**Extract provided:**
====================
The Muderis Ali Efendi Mosque (; ), also named Mosque of Ali Hoxha (), is a mosque in Prizren, Kosovo. 
Built between 1543 and 1581, it is one of the oldest mosques in Kosovo. It is situated on the street "Rr. Papa Gjon Pali" down the hill from the Catholic Cathedral of Prizren, with its triangle shaped space it occupies 877 m 2, it was declared by Prizren Municipality in 1989 as a cultural monument.
Its founder, Ali Effendi, who was at that time the Muderis of Prizren is buried in the garden. After the Second World War it was used as a Red Cross center and was heavily damaged because of the improper conduct. In 1963 fire broke out and thus damaged the Mosque even more (according to the city there was a fire in 1975), because of these events it lost its originality of an old monument.  It was famous for the 1908 three year boycott of catholic shops in Prizren.

1905 boycott

The mosque played a central role during the boycott of the Catholic Albanian shops that started in 1905. During this time Muslim population didn't engage in any economic activity with the above-mentioned shops. The cause of this boycott was the alleged finding of pigs head in this Mosque right before the morning prayer. Because the Mosque is situated near the Catholic Church, people thought that it was a provocation of the Catholic Albanians and in coordination with the Main Imam took decision to boycott the Catholic Enterprises. It has been later speculated proven that this was a provocation which had been  organized by the Serbian Rector of the Bogoslovija Orthodox Church School, in order to divide the Albanians who at that time were fighting for the independence from the Ottoman Empire.
====================
**Data records:**

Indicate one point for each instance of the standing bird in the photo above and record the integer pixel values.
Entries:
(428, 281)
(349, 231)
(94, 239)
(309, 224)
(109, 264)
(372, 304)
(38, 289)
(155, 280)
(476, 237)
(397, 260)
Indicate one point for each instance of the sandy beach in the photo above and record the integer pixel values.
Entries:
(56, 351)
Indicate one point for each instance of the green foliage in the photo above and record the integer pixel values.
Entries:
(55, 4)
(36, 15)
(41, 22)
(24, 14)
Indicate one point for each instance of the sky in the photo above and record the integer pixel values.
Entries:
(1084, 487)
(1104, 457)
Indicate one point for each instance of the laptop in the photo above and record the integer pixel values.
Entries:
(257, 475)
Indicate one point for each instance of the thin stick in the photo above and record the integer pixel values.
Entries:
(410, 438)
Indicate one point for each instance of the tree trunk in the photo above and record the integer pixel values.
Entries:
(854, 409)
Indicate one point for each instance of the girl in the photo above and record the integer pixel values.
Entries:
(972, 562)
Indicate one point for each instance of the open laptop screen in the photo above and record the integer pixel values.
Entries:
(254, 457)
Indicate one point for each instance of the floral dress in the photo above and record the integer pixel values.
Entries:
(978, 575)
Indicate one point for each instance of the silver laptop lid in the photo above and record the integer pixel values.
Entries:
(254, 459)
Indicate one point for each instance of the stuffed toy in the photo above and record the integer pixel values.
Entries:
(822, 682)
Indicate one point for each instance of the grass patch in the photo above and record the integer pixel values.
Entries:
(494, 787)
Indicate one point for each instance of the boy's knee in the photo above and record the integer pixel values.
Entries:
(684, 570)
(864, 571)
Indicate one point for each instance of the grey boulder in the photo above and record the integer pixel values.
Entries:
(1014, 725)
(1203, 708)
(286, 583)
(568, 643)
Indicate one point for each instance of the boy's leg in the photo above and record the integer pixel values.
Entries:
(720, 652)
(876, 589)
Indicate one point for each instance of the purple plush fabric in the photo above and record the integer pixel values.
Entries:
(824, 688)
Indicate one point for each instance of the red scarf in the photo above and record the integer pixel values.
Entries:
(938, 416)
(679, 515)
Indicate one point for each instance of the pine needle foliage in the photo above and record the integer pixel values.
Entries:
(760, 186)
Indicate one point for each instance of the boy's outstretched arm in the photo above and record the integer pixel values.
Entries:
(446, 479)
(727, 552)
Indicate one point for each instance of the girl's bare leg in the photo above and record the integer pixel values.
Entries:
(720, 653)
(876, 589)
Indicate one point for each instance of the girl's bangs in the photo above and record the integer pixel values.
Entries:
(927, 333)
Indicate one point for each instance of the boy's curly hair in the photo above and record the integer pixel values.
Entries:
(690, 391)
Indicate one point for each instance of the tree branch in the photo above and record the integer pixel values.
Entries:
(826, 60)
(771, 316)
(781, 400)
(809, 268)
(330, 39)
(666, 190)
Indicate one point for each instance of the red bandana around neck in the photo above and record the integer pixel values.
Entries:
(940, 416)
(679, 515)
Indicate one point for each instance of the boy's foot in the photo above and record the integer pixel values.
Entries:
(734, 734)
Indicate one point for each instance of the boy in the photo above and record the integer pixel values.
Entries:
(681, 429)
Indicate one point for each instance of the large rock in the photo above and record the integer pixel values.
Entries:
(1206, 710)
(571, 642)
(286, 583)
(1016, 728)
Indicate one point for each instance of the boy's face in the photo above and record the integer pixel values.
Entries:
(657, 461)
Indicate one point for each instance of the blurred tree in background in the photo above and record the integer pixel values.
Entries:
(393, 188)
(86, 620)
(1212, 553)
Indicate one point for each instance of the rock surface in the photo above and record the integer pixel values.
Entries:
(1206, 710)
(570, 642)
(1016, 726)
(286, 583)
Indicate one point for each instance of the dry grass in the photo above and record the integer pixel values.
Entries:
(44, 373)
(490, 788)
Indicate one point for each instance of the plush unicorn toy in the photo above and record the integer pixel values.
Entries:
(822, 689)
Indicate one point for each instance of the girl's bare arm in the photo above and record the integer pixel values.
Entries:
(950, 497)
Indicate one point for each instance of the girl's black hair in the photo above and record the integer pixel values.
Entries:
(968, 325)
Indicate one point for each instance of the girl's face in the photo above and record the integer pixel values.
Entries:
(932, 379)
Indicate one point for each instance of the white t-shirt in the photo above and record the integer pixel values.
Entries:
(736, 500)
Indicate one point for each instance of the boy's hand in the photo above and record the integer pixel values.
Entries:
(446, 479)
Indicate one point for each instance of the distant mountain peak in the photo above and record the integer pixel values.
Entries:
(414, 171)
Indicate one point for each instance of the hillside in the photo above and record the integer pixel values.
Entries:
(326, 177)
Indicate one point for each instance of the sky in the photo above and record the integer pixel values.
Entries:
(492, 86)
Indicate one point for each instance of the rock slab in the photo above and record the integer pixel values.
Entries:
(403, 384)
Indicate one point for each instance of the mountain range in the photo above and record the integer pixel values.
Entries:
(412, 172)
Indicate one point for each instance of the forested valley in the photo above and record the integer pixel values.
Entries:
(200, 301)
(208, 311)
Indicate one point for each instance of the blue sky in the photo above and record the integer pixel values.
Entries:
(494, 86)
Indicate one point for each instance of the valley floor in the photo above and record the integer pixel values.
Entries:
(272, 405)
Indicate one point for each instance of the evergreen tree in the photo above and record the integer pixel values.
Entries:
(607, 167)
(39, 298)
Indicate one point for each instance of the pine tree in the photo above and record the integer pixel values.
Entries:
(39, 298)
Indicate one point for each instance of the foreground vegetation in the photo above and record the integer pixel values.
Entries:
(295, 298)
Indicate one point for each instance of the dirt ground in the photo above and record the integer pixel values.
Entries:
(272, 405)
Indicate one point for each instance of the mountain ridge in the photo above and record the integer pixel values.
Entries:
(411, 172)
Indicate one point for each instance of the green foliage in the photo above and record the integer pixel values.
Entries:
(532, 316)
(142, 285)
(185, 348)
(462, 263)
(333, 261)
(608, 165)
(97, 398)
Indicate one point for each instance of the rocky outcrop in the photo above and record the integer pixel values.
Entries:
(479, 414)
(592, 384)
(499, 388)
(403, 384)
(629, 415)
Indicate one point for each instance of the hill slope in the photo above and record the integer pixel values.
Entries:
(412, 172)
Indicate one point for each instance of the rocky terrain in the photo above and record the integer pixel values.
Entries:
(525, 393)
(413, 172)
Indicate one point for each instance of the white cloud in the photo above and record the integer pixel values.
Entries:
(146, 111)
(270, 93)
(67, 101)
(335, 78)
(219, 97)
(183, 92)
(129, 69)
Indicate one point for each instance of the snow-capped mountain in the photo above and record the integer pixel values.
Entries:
====================
**What is required:** Which passage of the text on the Muderis Ali Efendi Mosque runs from "1905 boycott" up to and including "the Ottoman Empire."? Extract it word for word.

**Solved exercise:**
1905 boycott

The mosque played a central role during the boycott of the Catholic Albanian shops that started in 1905. During this time Muslim population didn't engage in any economic activity with the above-mentioned shops. The cause of this boycott was the alleged finding of pigs head in this Mosque right before the morning prayer. Because the Mosque is situated near the Catholic Church, people thought that it was a provocation of the Catholic Albanians and in coordination with the Main Imam took decision to boycott the Catholic Enterprises. It has been later speculated proven that this was a provocation which had been  organized by the Serbian Rector of the Bogoslovija Orthodox Church School, in order to divide the Albanians who at that time were fighting for the independence from the Ottoman Empire.